• WHAT NEEDS TO BE DONE: When you reach the line containing "In this picture, where can the blue", start transcribing exactly and continue through the last line of the data, skipping every picture.

[Records drawn from a dataset]
+ + + + +
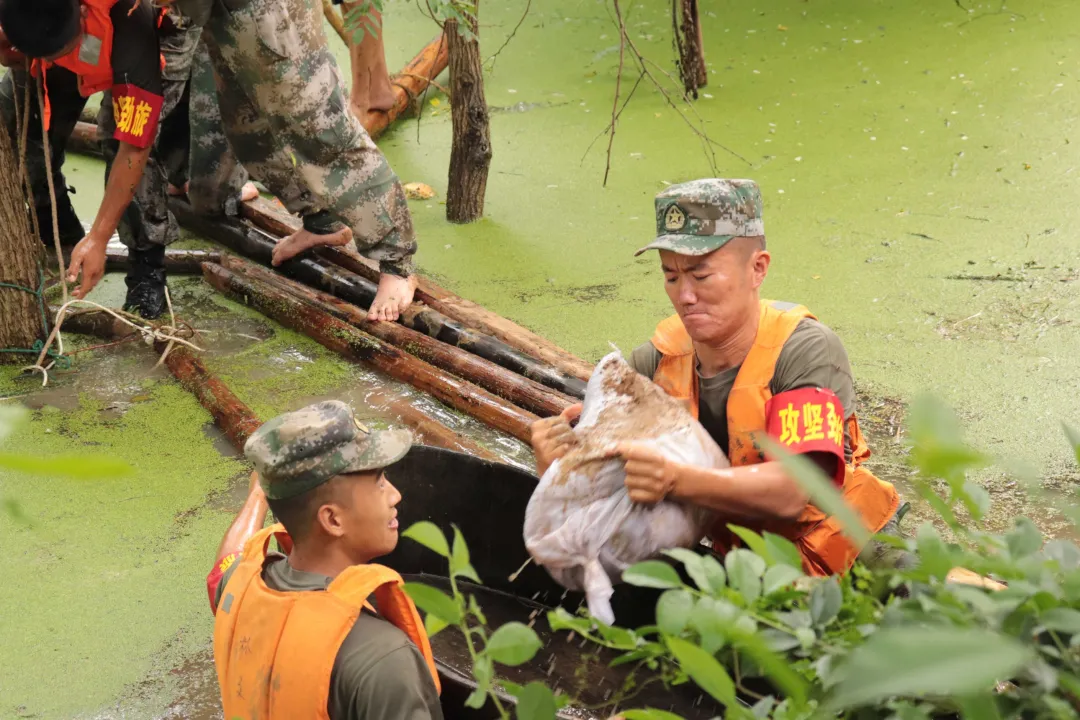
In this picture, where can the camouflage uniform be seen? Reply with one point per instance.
(298, 451)
(288, 121)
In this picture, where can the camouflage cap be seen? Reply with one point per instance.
(300, 450)
(701, 216)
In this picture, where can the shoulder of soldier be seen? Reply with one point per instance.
(645, 360)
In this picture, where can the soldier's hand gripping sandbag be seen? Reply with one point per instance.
(580, 524)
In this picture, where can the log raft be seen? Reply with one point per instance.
(257, 245)
(358, 345)
(523, 392)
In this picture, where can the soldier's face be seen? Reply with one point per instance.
(369, 519)
(713, 294)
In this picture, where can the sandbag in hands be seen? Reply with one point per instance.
(580, 524)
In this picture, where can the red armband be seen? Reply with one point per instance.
(214, 579)
(808, 420)
(135, 113)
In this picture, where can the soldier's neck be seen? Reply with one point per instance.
(729, 352)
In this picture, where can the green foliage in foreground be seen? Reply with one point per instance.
(766, 641)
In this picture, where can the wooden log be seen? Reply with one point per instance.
(266, 216)
(177, 262)
(471, 143)
(407, 84)
(353, 343)
(521, 391)
(84, 139)
(336, 21)
(234, 418)
(429, 431)
(257, 245)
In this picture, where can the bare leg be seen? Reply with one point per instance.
(370, 78)
(305, 240)
(394, 295)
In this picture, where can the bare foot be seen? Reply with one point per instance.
(393, 297)
(301, 241)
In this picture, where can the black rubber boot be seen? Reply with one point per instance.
(146, 283)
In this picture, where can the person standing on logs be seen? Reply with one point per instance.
(746, 367)
(288, 122)
(295, 635)
(78, 49)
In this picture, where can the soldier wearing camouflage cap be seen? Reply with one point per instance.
(287, 627)
(746, 368)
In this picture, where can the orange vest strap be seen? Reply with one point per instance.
(274, 651)
(824, 546)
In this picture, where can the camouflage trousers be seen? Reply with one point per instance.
(287, 119)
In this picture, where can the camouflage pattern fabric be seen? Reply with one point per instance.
(215, 174)
(300, 450)
(702, 216)
(287, 119)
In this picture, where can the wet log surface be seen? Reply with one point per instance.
(521, 391)
(257, 245)
(355, 344)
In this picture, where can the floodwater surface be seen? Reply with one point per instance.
(918, 162)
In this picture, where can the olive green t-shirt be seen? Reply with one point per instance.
(378, 674)
(812, 357)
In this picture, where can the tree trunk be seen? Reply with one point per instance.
(22, 312)
(471, 148)
(691, 54)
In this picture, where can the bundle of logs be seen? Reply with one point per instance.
(468, 357)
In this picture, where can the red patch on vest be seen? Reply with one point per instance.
(808, 420)
(135, 112)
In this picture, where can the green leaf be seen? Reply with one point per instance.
(714, 572)
(460, 560)
(753, 541)
(825, 601)
(821, 489)
(1024, 539)
(84, 467)
(1061, 620)
(434, 601)
(711, 619)
(1069, 433)
(513, 643)
(694, 567)
(536, 703)
(703, 669)
(745, 570)
(926, 661)
(783, 551)
(434, 625)
(429, 535)
(673, 611)
(779, 576)
(651, 573)
(649, 714)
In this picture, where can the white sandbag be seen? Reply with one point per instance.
(580, 524)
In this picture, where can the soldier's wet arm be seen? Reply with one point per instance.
(250, 520)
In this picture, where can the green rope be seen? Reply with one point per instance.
(63, 362)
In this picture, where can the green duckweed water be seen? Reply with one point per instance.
(918, 164)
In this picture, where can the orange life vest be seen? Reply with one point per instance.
(274, 651)
(824, 546)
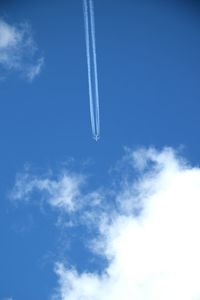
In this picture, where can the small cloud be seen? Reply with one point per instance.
(63, 192)
(18, 51)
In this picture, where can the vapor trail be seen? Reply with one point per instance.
(92, 67)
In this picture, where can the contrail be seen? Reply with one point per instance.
(92, 67)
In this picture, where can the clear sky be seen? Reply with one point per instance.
(148, 55)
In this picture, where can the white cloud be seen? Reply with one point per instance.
(18, 51)
(152, 255)
(62, 192)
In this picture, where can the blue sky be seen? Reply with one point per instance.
(148, 68)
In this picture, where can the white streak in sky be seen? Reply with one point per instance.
(92, 67)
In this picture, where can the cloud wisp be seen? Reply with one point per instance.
(18, 51)
(150, 240)
(62, 192)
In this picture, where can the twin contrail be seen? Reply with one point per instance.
(88, 9)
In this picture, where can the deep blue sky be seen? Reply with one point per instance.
(148, 62)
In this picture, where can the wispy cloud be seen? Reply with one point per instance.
(152, 255)
(18, 51)
(149, 237)
(62, 192)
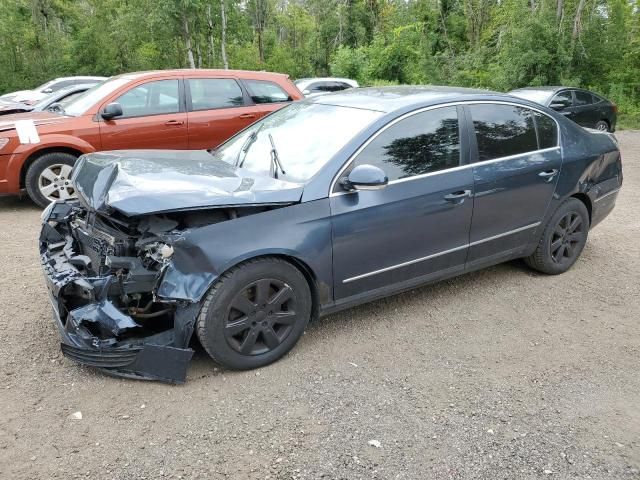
+ + + + +
• EXERCISE RESPONSE:
In this picture, where can the blue sky be seen? Reply with one point per instance.
(148, 68)
In this picture, where can the white streak in sky be seen? Reply with one point per instance.
(92, 67)
In this picture, where can the cloud wisp be seen? Reply with one point per instance.
(18, 51)
(150, 240)
(62, 192)
In this picture, where can the twin contrail be seen? Reply with one point per instance.
(88, 9)
In this picture, where can the deep blue sky be seen? Reply with one point per instance.
(148, 62)
In this picture, where can the wispy cloud be seen? Reply with one point per instance.
(152, 255)
(18, 51)
(149, 237)
(62, 192)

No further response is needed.